THE EXERCISE
Can you give back only the part of the data that opens with the line containing "building in the photo above." and closes with the line containing "opening in the photo above.", with "wooden scaffolding" renamed to "timber scaffolding" and everything else left unchanged?

PROVIDED DATA
------------------------
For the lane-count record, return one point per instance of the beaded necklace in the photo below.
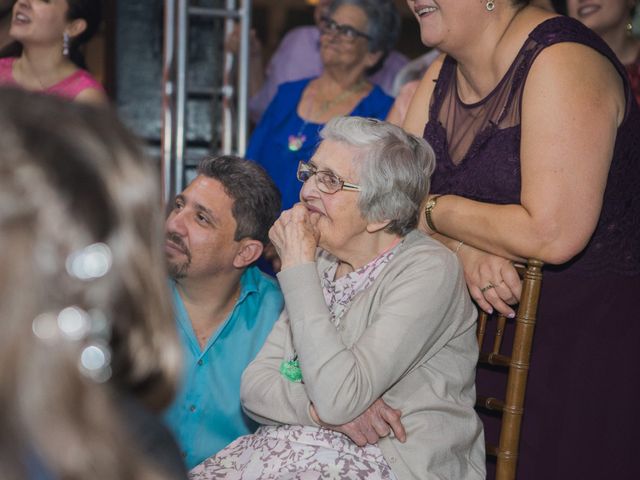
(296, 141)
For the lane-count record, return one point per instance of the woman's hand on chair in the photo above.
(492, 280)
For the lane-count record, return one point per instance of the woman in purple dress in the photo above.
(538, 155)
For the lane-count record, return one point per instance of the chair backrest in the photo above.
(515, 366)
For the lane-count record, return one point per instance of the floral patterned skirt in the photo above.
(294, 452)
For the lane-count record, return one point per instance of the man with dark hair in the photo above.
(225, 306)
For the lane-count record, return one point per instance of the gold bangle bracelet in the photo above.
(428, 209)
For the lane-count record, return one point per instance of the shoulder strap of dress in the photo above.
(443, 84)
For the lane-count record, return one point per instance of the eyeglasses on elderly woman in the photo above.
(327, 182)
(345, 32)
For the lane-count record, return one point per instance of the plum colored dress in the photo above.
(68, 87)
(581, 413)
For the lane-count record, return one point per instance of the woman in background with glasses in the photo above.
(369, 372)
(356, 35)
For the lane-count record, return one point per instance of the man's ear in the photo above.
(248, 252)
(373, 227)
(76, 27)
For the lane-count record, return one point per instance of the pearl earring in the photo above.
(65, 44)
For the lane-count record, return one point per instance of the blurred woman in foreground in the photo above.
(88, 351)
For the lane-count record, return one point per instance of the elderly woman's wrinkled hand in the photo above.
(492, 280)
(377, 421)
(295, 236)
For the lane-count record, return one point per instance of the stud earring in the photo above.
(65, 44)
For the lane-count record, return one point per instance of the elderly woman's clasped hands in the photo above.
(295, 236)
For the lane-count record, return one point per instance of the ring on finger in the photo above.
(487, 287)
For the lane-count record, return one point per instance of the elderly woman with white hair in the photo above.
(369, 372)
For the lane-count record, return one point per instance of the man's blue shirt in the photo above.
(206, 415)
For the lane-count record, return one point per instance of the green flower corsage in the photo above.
------------------------
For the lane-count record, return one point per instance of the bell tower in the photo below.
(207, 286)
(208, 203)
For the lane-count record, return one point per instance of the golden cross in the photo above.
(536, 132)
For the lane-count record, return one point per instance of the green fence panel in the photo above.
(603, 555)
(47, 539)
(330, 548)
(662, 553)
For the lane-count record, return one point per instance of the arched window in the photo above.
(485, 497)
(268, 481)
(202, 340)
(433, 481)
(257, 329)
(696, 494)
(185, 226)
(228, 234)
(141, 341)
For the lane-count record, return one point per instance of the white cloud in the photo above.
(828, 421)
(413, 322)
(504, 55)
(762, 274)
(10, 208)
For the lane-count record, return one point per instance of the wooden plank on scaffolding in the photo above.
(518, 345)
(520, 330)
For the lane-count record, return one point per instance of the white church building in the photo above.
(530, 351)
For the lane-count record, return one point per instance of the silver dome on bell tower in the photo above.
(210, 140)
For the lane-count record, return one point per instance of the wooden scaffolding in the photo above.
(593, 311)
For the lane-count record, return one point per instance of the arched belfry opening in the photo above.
------------------------
EXPECTED OUTPUT
For the lane-count record, return one point per instance of the white church building in the photo above.
(530, 351)
For the lane-count record, return one point per instance of the silver dome on bell tower in the photo above.
(210, 140)
For the lane-count record, return one point per instance of the timber scaffolding in the photo above.
(593, 311)
For the lane-count record, return one point per instance of the arched belfry opening in the photo above.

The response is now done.